- _Source passage_

Diluted EPS attributable to Equifax is adjusted for the following items:

Acquisition-related amortization expense, net of tax - We calculate this financial measure by excluding the impact of acquisition-related amortization expense and including a benefit to reflect the material cash income tax savings resulting from the income tax deductibility of amortization for certain acquired intangibles. These financial measures are not prepared in conformity with GAAP. Management believes excluding the impact of amortization expense is useful because excluding acquisition-related amortization, and other items that are not comparable, allows investors to evaluate our performance for different periods on a more comparable basis. Certain acquired intangibles result in material cash income tax savings which are not reflected in earnings. Management believes that including a benefit to reflect the cash income tax savings is useful as it allows investors to better value Equifax. Management makes these adjustments to earnings when measuring profitability, evaluating performance trends, setting performance objectives and calculating our return on invested capital.

Redeemable noncontrolling interest adjustment - During the third quarter of 2016, there was not an adjustment of redeemable noncontrolling interest as the redemption value is not in excess of fair value. Management believes excluding this charge is useful as it allows investors to evaluate our performance for different periods on a more comparable basis. Management makes these adjustments to net income when measuring profitability, evaluating performance trends, setting performance objectives and calculating our return on invested capital. This is consistent with how management reviews and assesses Equifax’s historical performance and is useful when planning, forecasting and analyzing future periods.

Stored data
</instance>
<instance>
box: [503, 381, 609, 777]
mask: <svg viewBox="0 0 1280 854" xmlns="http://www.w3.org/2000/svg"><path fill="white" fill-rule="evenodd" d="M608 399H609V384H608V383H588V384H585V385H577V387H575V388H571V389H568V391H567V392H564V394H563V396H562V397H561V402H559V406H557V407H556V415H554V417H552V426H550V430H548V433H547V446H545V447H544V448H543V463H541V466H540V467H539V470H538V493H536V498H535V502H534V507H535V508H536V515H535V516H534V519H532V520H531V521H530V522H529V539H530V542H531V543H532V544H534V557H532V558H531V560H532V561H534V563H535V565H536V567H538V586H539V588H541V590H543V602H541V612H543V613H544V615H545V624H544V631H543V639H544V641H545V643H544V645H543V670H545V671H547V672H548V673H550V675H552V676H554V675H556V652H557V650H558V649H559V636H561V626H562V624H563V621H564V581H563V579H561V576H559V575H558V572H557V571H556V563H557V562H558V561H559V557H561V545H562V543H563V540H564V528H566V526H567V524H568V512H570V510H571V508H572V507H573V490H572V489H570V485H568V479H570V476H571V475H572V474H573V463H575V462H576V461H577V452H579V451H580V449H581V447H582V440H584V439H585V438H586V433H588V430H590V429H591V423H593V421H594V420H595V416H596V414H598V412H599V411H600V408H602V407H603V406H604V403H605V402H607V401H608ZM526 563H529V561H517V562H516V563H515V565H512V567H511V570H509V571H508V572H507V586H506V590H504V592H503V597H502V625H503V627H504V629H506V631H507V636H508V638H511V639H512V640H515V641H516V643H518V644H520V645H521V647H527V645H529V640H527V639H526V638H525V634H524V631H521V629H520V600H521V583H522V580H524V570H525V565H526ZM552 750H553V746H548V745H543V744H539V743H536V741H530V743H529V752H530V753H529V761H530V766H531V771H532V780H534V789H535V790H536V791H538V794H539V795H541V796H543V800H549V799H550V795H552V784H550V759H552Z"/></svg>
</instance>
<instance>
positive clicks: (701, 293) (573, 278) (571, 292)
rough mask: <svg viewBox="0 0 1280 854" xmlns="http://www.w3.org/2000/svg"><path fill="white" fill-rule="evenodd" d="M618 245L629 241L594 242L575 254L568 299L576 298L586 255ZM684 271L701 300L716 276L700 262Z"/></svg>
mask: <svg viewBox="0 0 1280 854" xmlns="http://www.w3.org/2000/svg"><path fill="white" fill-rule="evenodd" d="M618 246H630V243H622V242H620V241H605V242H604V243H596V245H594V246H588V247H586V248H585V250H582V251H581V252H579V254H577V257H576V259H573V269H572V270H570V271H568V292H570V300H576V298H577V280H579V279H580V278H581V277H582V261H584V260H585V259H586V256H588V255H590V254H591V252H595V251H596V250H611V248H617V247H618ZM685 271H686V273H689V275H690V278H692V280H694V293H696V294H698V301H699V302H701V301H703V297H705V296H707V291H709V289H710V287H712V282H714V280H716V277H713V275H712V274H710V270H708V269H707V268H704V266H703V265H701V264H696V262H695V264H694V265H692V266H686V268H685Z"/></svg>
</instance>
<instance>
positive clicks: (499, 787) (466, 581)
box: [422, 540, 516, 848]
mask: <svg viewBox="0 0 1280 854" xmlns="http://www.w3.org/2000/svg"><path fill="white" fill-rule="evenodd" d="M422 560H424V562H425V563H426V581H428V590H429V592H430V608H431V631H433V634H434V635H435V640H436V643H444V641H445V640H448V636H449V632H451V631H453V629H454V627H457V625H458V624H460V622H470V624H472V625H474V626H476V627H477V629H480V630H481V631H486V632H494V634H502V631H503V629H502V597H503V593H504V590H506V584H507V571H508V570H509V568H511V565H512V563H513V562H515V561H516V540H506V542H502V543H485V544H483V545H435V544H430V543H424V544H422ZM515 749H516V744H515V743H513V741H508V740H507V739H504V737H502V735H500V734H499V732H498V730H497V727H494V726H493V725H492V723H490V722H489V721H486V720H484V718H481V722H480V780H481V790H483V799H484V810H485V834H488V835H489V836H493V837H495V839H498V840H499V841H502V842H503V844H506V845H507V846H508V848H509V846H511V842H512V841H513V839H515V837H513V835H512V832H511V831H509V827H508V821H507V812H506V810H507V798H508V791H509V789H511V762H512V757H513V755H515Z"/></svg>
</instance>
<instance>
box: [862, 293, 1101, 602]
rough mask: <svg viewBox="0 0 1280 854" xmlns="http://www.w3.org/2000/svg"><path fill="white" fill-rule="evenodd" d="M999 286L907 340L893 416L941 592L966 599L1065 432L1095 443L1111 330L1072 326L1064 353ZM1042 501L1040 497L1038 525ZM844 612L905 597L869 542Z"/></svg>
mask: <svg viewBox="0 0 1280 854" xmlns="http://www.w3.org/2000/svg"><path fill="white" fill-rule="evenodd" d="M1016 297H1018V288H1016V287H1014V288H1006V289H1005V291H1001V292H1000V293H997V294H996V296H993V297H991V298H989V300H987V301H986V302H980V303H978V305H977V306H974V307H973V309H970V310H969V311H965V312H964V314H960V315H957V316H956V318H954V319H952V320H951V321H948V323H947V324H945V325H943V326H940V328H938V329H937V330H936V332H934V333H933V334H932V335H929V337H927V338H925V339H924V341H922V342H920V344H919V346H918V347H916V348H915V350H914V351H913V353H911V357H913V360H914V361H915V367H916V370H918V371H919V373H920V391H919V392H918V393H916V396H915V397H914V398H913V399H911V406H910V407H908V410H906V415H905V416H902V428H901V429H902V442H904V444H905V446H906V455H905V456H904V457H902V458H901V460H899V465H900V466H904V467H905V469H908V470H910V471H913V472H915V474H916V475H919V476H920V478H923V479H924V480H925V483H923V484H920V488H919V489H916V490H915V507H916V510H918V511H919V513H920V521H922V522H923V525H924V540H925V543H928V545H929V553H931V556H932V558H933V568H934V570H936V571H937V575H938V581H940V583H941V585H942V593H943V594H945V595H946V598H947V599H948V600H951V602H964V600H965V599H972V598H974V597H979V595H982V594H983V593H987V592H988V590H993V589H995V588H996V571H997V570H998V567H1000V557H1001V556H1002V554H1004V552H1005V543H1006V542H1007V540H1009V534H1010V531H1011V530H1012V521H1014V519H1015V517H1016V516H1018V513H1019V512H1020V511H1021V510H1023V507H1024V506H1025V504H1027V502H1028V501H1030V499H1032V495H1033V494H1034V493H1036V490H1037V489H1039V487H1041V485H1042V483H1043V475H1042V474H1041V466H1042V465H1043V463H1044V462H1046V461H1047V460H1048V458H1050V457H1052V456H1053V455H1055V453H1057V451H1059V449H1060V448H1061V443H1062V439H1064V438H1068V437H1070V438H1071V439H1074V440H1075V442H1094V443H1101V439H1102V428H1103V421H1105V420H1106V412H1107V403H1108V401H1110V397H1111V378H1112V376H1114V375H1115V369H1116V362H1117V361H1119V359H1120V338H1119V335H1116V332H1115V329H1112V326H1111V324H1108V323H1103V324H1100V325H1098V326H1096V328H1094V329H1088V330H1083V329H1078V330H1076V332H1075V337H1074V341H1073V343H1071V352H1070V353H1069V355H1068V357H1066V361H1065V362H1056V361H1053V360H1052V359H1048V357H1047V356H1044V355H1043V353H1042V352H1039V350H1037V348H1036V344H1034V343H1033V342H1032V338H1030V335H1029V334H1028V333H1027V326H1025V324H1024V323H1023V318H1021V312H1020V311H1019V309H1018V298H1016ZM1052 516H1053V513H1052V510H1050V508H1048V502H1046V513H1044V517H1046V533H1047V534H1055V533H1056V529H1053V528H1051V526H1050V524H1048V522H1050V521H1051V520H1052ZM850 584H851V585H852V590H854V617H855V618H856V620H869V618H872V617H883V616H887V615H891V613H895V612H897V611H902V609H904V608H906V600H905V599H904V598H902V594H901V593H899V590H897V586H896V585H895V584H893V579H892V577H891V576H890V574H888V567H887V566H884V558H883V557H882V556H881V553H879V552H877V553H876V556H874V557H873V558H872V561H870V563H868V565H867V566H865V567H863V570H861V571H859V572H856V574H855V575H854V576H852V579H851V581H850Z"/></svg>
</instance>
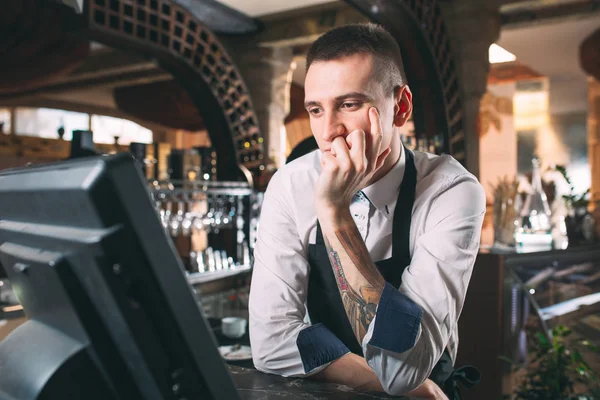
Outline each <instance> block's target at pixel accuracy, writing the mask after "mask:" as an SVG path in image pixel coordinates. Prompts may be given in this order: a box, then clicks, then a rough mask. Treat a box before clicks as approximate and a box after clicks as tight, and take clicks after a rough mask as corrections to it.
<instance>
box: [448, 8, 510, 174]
mask: <svg viewBox="0 0 600 400" xmlns="http://www.w3.org/2000/svg"><path fill="white" fill-rule="evenodd" d="M500 3H501V1H499V0H493V1H479V0H458V1H452V2H450V1H447V2H441V3H440V6H441V9H442V12H443V15H444V20H445V22H446V27H447V29H448V34H449V35H450V40H451V42H452V51H453V52H454V59H455V60H456V64H457V70H458V76H459V79H460V84H461V91H462V103H463V113H464V114H463V124H464V126H463V128H464V132H465V141H466V143H465V148H466V166H467V168H468V169H469V171H470V172H471V173H473V174H474V175H475V176H477V177H479V175H480V173H479V172H480V171H479V160H480V158H481V156H482V155H481V154H480V148H479V132H478V126H477V121H478V119H479V109H480V102H481V98H482V97H483V95H484V94H485V92H486V90H487V79H488V73H489V68H490V64H489V56H488V49H489V47H490V45H491V44H492V43H494V42H495V41H496V39H497V38H498V36H499V34H500V11H499V7H500Z"/></svg>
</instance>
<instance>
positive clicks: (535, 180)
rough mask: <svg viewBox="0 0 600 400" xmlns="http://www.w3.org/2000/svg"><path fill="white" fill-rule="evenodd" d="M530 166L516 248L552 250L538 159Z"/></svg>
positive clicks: (546, 201) (544, 194) (551, 246)
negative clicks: (532, 169) (525, 194)
mask: <svg viewBox="0 0 600 400" xmlns="http://www.w3.org/2000/svg"><path fill="white" fill-rule="evenodd" d="M531 164H532V167H533V172H532V176H531V190H530V192H529V193H528V194H527V197H526V198H525V202H524V203H523V208H522V209H521V213H520V219H521V224H520V226H519V227H518V228H517V232H516V234H515V239H516V242H517V246H518V247H520V248H521V249H522V250H523V251H531V250H549V249H551V248H552V223H551V220H552V219H551V217H552V215H551V211H550V205H549V204H548V198H547V197H546V193H545V192H544V189H543V188H542V176H541V173H540V160H539V158H537V157H536V158H533V160H532V161H531Z"/></svg>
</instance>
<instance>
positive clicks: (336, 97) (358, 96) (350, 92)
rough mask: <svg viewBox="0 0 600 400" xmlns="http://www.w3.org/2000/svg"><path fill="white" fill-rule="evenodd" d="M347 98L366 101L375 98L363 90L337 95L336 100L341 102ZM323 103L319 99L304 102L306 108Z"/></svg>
mask: <svg viewBox="0 0 600 400" xmlns="http://www.w3.org/2000/svg"><path fill="white" fill-rule="evenodd" d="M346 99H357V100H361V101H364V102H370V101H373V98H372V97H371V96H369V95H367V94H365V93H361V92H350V93H344V94H342V95H339V96H337V97H336V98H335V99H334V100H335V101H336V102H338V103H339V102H341V101H343V100H346ZM320 105H321V103H320V102H318V101H306V102H304V108H308V107H311V106H320Z"/></svg>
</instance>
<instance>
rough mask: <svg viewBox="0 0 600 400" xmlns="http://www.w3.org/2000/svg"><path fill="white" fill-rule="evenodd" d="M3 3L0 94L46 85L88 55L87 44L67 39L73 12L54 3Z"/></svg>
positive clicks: (48, 2) (2, 5)
mask: <svg viewBox="0 0 600 400" xmlns="http://www.w3.org/2000/svg"><path fill="white" fill-rule="evenodd" d="M39 3H40V1H36V0H3V1H2V4H1V6H0V27H1V32H2V34H1V35H0V54H3V56H2V57H0V75H1V76H2V79H1V80H0V94H8V93H15V92H17V91H22V90H29V89H32V88H36V87H40V86H43V85H46V84H48V83H50V82H53V81H54V80H56V79H58V78H60V77H63V76H66V75H68V74H69V73H70V72H72V71H73V70H75V69H76V68H77V67H78V66H80V65H81V64H82V62H83V60H84V59H85V58H86V56H87V55H88V50H89V43H88V41H87V40H85V39H84V38H82V37H80V36H75V35H70V34H69V31H68V30H69V27H70V26H73V25H74V24H75V20H76V15H75V11H74V10H72V9H70V8H69V7H65V6H64V5H62V4H59V3H55V2H46V3H47V4H46V3H45V4H44V6H43V7H40V6H39Z"/></svg>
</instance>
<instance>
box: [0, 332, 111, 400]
mask: <svg viewBox="0 0 600 400" xmlns="http://www.w3.org/2000/svg"><path fill="white" fill-rule="evenodd" d="M92 357H93V356H92V355H91V354H90V351H88V344H87V343H81V342H80V341H78V340H76V339H74V338H72V337H70V336H68V335H65V334H64V333H62V332H60V331H59V330H57V329H54V328H53V327H52V326H49V325H46V324H44V323H42V322H40V321H36V320H29V321H27V322H25V323H23V324H22V325H20V326H19V327H17V328H16V329H15V330H14V331H13V332H12V333H11V334H10V335H8V336H7V337H6V338H5V339H4V340H3V341H2V342H1V343H0V360H2V362H0V399H2V400H5V399H6V400H57V399H86V400H118V398H117V396H116V395H115V394H114V392H113V390H112V389H111V388H110V386H109V385H108V384H107V381H106V380H105V379H104V377H103V375H102V373H101V371H100V370H99V369H98V367H97V364H96V363H95V362H94V361H93V359H92ZM5 396H8V397H5Z"/></svg>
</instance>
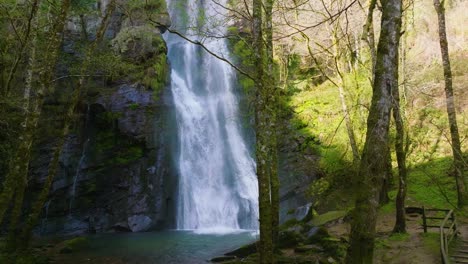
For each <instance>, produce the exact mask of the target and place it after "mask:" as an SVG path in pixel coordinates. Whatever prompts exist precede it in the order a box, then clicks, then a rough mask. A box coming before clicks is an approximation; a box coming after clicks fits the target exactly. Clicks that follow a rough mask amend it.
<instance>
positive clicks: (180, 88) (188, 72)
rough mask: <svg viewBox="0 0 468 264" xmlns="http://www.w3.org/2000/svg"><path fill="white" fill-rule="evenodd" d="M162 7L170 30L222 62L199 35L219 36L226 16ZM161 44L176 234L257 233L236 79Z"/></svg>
mask: <svg viewBox="0 0 468 264" xmlns="http://www.w3.org/2000/svg"><path fill="white" fill-rule="evenodd" d="M176 2H177V3H176ZM217 2H218V3H220V4H221V5H224V4H226V2H227V1H226V0H221V1H217ZM168 4H169V10H170V13H171V17H172V19H173V28H175V29H176V30H177V31H179V32H181V33H182V34H184V35H186V36H188V37H189V38H191V39H194V40H197V41H202V42H203V43H204V45H205V46H206V47H207V48H209V49H210V50H211V51H213V52H215V53H217V54H220V55H221V56H223V57H224V58H226V59H229V50H228V47H227V40H226V39H224V38H210V37H206V36H205V35H204V34H201V33H199V32H200V31H208V30H209V31H210V33H209V34H210V35H211V34H217V35H225V33H226V25H223V21H222V19H223V18H225V16H224V15H225V14H226V9H224V8H221V7H220V6H219V5H217V4H216V3H214V2H213V1H208V0H204V1H201V0H198V1H197V0H187V1H186V2H185V3H184V4H183V5H181V1H173V2H172V3H171V1H169V3H168ZM164 37H165V39H166V42H167V45H168V58H169V61H170V64H171V68H172V70H171V92H172V97H173V100H174V104H175V113H176V122H177V133H178V150H177V153H178V156H177V157H176V163H177V169H178V173H179V179H178V189H177V201H176V206H177V208H176V222H177V223H176V225H177V229H190V230H193V229H196V230H199V231H200V230H207V231H208V232H210V231H216V230H218V231H219V230H236V229H257V228H258V187H257V178H256V173H255V161H254V159H253V158H252V155H251V153H250V150H249V148H248V146H247V142H246V140H245V138H244V137H245V136H244V135H243V129H242V123H243V121H242V118H241V116H240V111H239V107H238V105H239V99H238V97H237V95H236V91H235V87H236V75H235V72H234V71H233V69H232V68H231V67H230V66H229V65H228V64H227V63H225V62H223V61H221V60H219V59H216V58H215V57H213V56H211V55H210V54H208V53H207V52H205V51H204V50H202V49H201V47H199V46H197V45H193V44H191V43H189V42H187V41H186V40H183V39H182V38H180V37H178V36H176V35H174V34H170V33H165V36H164Z"/></svg>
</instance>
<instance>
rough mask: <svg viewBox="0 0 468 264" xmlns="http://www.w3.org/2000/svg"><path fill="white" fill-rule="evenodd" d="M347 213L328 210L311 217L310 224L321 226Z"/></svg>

- _Tasks to perform_
(1) In the passage on Equifax's diluted EPS adjustments, why was there no adjustment of redeemable noncontrolling interest during the third quarter of 2016?
(2) Reproduce word for word the part of the Equifax EPS adjustments passage from "Redeemable noncontrolling interest adjustment" up to and including "analyzing future periods.".
(3) Resume the passage on Equifax's diluted EPS adjustments, writing on from its final sentence.

- _Task results_
(1) The redemption value was not in excess of fair value.

(2)
Redeemable noncontrolling interest adjustment - During the third quarter of 2016, there was not an adjustment of redeemable noncontrolling interest as the redemption value is not in excess of fair value. Management believes excluding this charge is useful as it allows investors to evaluate our performance for different periods on a more comparable basis. Management makes these adjustments to net income when measuring profitability, evaluating performance trends, setting performance objectives and calculating our return on invested capital. This is consistent with how management reviews and assesses Equifax’s historical performance and is useful when planning, forecasting and analyzing future periods.

(3)
Veda acquisition related amounts for transaction and due diligence expenses incurred as a direct result of the acquisition, as well as integration expense in the first year following the closure of the acquisition - During the third quarter of 2016, we recorded $6.3 million ($4.4 million, net of tax) for Veda acquisition related amounts other than acquisition-related amortization related to transaction and integration costs included in operating income. Management believes excluding this charge is useful as it allows investors to evaluate our performance for different periods on a more comparable basis. Management makes these adjustments to net income when measuring profitability, evaluating performance trends, setting performance objectives and calculating our return on invested capital. This is consistent with how management reviews and assesses Equifax’s historical performance and is useful when planning, forecasting and analyzing future periods.

Adjusted EBITDA and Adjusted EBITDA margin, excluding the Veda acquisition related amounts - Management defines adjusted EBITDA as consolidated net income attributable to Equifax plus net interest expense, income taxes, depreciation and amortization, and also excludes certain one-time items. Management believes the use of adjusted EBITDA and adjusted EBITDA margin allows investors to evaluate our performance for different periods on a more comparable basis.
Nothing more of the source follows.